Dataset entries
--- Begin ---

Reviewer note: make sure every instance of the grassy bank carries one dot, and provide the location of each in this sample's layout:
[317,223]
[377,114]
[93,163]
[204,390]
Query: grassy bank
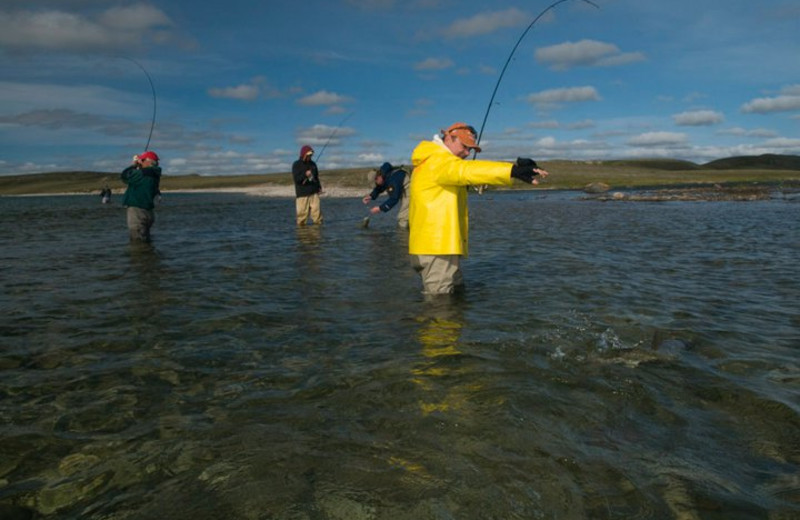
[571,175]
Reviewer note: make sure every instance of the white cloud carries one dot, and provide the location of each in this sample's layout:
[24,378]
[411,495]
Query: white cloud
[741,132]
[138,17]
[241,92]
[791,90]
[552,98]
[323,97]
[323,134]
[434,64]
[773,104]
[258,87]
[485,23]
[587,53]
[698,118]
[659,139]
[118,27]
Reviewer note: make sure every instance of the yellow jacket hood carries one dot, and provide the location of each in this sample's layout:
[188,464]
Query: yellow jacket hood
[438,217]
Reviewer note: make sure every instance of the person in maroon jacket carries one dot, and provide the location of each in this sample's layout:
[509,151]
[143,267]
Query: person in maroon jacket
[307,187]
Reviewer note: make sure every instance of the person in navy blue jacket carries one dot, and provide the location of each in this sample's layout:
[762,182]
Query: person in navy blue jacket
[393,181]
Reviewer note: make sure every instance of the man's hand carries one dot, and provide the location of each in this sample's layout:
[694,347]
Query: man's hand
[526,170]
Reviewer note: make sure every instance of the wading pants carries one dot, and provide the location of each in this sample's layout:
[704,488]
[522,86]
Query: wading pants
[441,274]
[139,223]
[308,206]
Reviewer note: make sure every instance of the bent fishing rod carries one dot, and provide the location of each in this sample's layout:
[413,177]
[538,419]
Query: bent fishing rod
[335,130]
[153,90]
[505,66]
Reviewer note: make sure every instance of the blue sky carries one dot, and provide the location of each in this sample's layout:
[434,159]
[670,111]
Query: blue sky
[242,85]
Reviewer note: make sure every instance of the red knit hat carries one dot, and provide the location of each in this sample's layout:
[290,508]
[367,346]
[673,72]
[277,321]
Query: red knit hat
[305,150]
[148,155]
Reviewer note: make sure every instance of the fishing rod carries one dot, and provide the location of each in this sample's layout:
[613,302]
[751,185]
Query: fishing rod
[153,90]
[332,135]
[508,61]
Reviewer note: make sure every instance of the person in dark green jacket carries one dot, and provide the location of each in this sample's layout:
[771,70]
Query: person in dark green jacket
[143,179]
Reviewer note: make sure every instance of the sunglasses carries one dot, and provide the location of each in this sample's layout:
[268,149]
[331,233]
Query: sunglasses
[470,129]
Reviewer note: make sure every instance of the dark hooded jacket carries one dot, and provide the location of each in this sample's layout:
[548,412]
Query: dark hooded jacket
[143,186]
[303,185]
[393,181]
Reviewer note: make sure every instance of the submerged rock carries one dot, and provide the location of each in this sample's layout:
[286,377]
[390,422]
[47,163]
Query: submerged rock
[596,187]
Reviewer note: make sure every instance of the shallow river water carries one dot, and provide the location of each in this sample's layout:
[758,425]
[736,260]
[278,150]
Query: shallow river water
[608,360]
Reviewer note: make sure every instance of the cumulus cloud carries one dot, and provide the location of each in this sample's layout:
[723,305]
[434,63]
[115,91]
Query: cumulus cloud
[485,23]
[323,97]
[698,118]
[782,103]
[555,97]
[320,135]
[117,27]
[242,92]
[258,87]
[741,132]
[659,139]
[434,64]
[587,53]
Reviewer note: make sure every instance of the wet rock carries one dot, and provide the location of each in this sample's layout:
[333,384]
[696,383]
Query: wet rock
[69,492]
[338,507]
[77,463]
[596,187]
[14,512]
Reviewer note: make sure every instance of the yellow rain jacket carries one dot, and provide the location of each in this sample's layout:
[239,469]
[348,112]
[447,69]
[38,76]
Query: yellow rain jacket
[438,218]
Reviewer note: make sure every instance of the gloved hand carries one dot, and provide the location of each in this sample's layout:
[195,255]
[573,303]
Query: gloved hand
[523,169]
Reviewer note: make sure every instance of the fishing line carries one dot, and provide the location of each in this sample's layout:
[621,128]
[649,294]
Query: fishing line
[153,90]
[508,60]
[333,134]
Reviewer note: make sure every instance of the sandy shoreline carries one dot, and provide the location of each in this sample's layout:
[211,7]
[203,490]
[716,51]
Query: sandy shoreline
[280,191]
[257,191]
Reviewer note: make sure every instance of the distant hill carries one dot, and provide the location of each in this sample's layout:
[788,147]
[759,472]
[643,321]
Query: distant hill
[654,164]
[756,162]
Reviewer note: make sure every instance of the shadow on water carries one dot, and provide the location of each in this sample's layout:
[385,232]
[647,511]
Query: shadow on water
[607,361]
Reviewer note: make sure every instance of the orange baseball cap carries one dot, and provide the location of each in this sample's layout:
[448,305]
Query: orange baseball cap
[465,133]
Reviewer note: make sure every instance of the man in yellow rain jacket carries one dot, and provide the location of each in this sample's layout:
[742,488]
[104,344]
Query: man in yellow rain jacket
[438,217]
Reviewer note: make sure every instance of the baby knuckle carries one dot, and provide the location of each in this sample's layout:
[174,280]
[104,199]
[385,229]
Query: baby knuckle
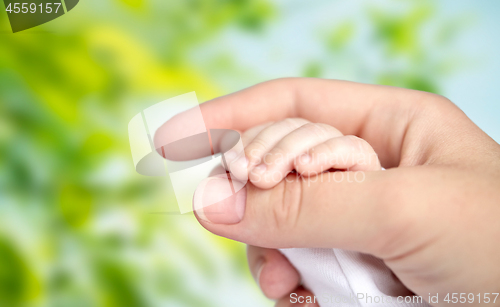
[286,209]
[294,123]
[318,130]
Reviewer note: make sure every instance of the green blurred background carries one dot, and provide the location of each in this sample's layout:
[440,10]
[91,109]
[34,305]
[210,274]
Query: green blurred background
[78,226]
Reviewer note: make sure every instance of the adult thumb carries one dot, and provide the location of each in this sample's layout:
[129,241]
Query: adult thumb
[332,210]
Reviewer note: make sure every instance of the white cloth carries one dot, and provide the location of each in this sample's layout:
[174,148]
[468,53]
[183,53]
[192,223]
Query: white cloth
[345,278]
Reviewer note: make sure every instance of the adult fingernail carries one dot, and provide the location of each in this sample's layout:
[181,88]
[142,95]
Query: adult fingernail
[239,168]
[215,202]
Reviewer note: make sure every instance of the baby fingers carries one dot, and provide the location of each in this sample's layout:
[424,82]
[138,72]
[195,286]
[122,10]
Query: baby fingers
[347,153]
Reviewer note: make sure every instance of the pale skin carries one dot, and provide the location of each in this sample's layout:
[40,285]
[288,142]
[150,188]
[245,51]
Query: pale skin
[432,216]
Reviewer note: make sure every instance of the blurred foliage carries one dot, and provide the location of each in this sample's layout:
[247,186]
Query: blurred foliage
[77,225]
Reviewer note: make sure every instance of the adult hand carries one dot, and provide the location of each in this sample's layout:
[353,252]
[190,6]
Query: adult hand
[433,216]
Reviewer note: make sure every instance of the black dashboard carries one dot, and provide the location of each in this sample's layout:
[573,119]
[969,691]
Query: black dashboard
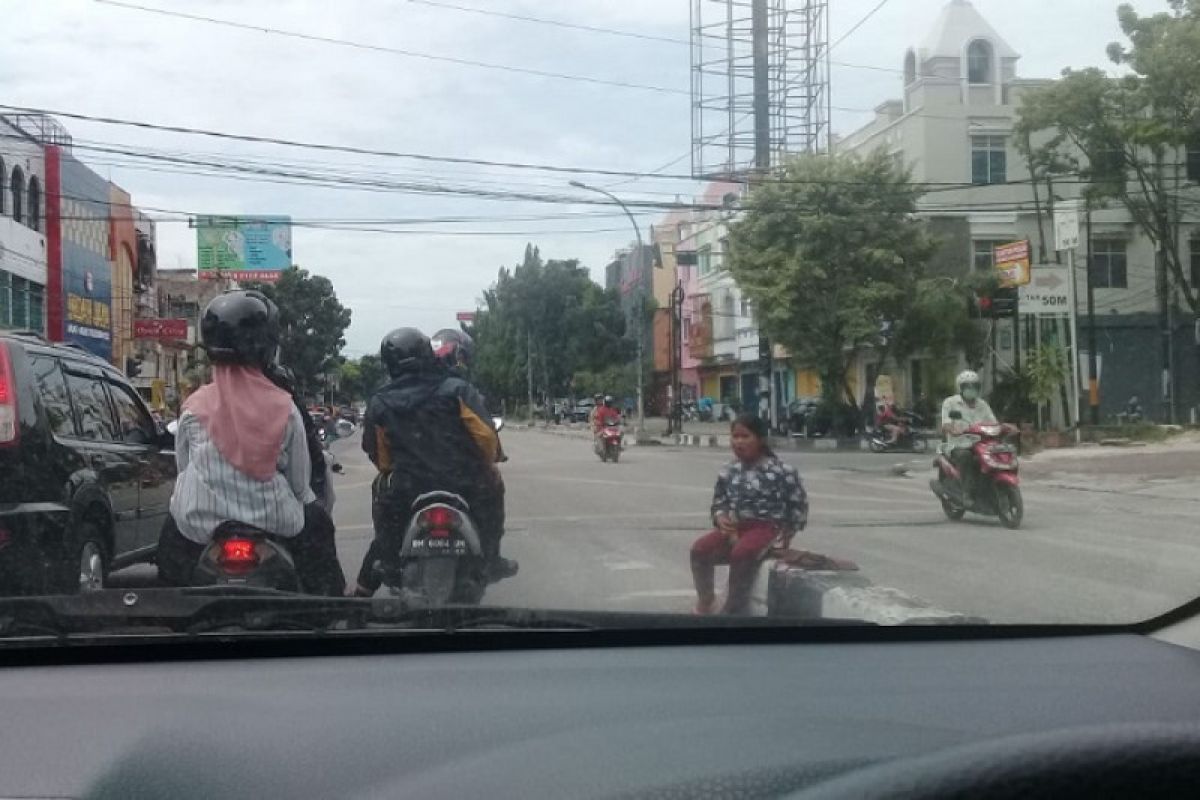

--- End ---

### Task objective
Each record above is to be restated exactly, with its pictures removed from the copy.

### Expected answer
Reviewer note: make sure every instance of the grassy bank carries one dot, and provide the location of each in this sample's layout:
[317,223]
[377,114]
[93,163]
[204,390]
Query: grassy bank
[571,175]
Reviewer note: make sure every instance of the white cloud carries one dot, and provide the location of each in this sample's layout:
[24,378]
[411,495]
Query: white cloud
[741,132]
[138,17]
[241,92]
[791,90]
[552,98]
[323,97]
[323,134]
[434,64]
[773,104]
[258,87]
[485,23]
[587,53]
[698,118]
[659,139]
[118,27]
Reviewer note: make sure every instance of the yellow jacket hood carries one dot, and provide the location of each in this sample's layout:
[188,464]
Query: yellow jacket hood
[438,217]
Reviewer note: make sure every instance of the person in maroon jacket carries one dot, and provide the location of each in this sample's layout:
[509,151]
[143,267]
Query: person in maroon jacket
[307,187]
Reviewer note: make sure every instance of the person in navy blue jacket carries one dot, and provide the location of each in this sample's layout:
[762,182]
Query: person in navy blue jacket
[393,181]
Reviewer note: make sure every instance of the man's hand carries one dot, and provide the location of each in this sample's layout:
[694,347]
Query: man's hand
[526,170]
Reviewer note: make sure every instance of the wading pants carries one dot, and provide the location of each in this sample's layout:
[704,488]
[522,86]
Query: wading pants
[441,274]
[139,223]
[308,206]
Reviewer note: make sure every instance of the bent fishing rod carries one dot, and provide the location of each in this sample's layout:
[413,177]
[538,419]
Query: bent fishing rod
[335,130]
[153,90]
[505,66]
Reviewer note: make sure every instance of the blue sky carries one dot, and provide the location of each in this sample's layout:
[434,159]
[670,111]
Query: blue sky
[242,85]
Reviewer note: make sure every instance of the red knit hat carries one dot, and provide the location of each in this sample's layout:
[290,508]
[367,346]
[673,72]
[277,321]
Query: red knit hat
[305,150]
[148,155]
Reviewer note: make sure every instance of the fishing rod carries one dot, and provide the location of each in this sample's layout:
[613,302]
[751,185]
Query: fishing rod
[153,90]
[332,135]
[508,61]
Reviewer note: make sure every instance of the person in dark green jacket carries one dot, and provide the location of each in this sample's layout:
[771,70]
Query: person in dark green jacket
[143,179]
Reviewer note: make sure every instance of the sunglasses carries one dot, and provide the location of each in this sample's layout:
[268,149]
[331,233]
Query: sunglasses
[470,129]
Reviewer note: make sure every instance of the dark hooded jacket carries one dot, and provide the location of each in this sample's layout:
[548,412]
Query: dark hooded jacket
[143,186]
[303,185]
[393,181]
Reviewer note: make sure every instance of the submerged rock carries one dot, and provide the location of each in this sample's layout:
[286,377]
[390,422]
[47,163]
Query: submerged rock
[596,187]
Reviewer note: make sure every instance of the shallow river water carries one dot, and provide the location of each in this sample's layout:
[758,425]
[736,260]
[278,150]
Query: shallow river water
[608,360]
Reviewer note: make sure every instance of the cumulus cloud carries one dot, and provide the location of each in this sample's layout:
[723,305]
[434,63]
[115,91]
Query: cumulus cloud
[485,23]
[323,97]
[698,118]
[782,103]
[555,97]
[320,135]
[117,27]
[242,92]
[258,87]
[741,132]
[659,139]
[434,64]
[587,53]
Reviewer note: make sure every instance of the wet rock carries one dot, and provide the location of each in this sample's layout:
[333,384]
[696,383]
Query: wet rock
[69,492]
[338,507]
[77,463]
[596,187]
[14,512]
Reviewer note: make sure every instance of the yellow rain jacket carries one dot, and provide the location of each in this sample's layout:
[239,469]
[348,112]
[447,69]
[38,76]
Query: yellow rain jacket
[438,218]
Reviewer note: make sure every instance of the gloved hand carries one dot, and provide the location of each in this sample's layout:
[195,255]
[573,303]
Query: gloved hand
[523,169]
Reviewer note: make sure every instance of the fishing line carries one dot, and provide the location of each in this sample's layout:
[621,128]
[649,294]
Query: fishing line
[153,90]
[508,60]
[333,134]
Reviewer note: make sure every instance of the sandy shoreline carries one dot, and provide the location of each in this sample's layout:
[211,7]
[203,490]
[716,51]
Query: sandy shoreline
[280,191]
[257,191]
Reviewer note: make sure every instance of the distant hill carries one dot, and provide the location of each in this sample's layout:
[788,147]
[759,472]
[643,321]
Query: distant hill
[654,164]
[756,162]
Reviewer note: make sure every instance of the shadow on water carries one dot, and provide the location of each in this sample's layout:
[385,232]
[647,511]
Query: shadow on water
[607,361]
Reviewer note: make sure every instance of the orange baseball cap carries one dot, and provide the location of each in this sample's layout:
[448,305]
Query: orange baseball cap
[465,133]
Reviewer note: make sure every instance of the man in yellow rain jacket carries one dot, and provide the location of each in this sample's layout:
[742,488]
[104,344]
Query: man in yellow rain jacket
[438,217]
Reviewer note: make sure every instance of the baby knuckle carries one dot, and provide the location of each in this sample's layout:
[174,280]
[104,199]
[385,229]
Query: baby knuckle
[286,209]
[294,123]
[318,130]
Reviewer note: make sure every instance of the green blurred background carries one dot, and provide the location of each in this sample's layout:
[440,10]
[91,109]
[34,305]
[210,274]
Query: green blurred background
[78,226]
Reviewer note: make sure every instance of the adult thumb carries one dot, and provide the location of each in this sample's layout:
[129,241]
Query: adult thumb
[332,210]
Reviewer note: make sure every instance of the white cloth carries one dot, and provide the location of each in this sample's layout:
[174,148]
[468,53]
[183,53]
[192,223]
Query: white cloth
[345,278]
Reviewer note: make sure every instance of the adult fingernail carries one dot, and provide the location of each in this sample's layout:
[181,88]
[142,95]
Query: adult fingernail
[239,168]
[215,202]
Reviewer note: make sure every instance of the baby fingers carries one dot, and provide the location of each in this sample's layout:
[424,82]
[138,72]
[195,286]
[122,10]
Query: baby fingers
[347,153]
Reviewer note: make sure every instance of the pale skin carries one dot, and provide the location of each in this sample's layout:
[40,285]
[288,142]
[150,188]
[245,51]
Query: pale skin
[432,216]
Reviewer note: make sure every instance of the blurred foliage carries one dot, and provide the location of each in this sample's layout:
[247,186]
Query: blurred foliage
[77,225]
Reviewer note: make sure every instance of the adult hand carries one dot, and provide the location of each in this sample's layout:
[353,252]
[190,6]
Query: adult hand
[433,216]
Reviewer note: make sure every instance of the black dashboard carries one dot, and provide the location of each in this sample's layout:
[573,119]
[969,691]
Query: black dashboard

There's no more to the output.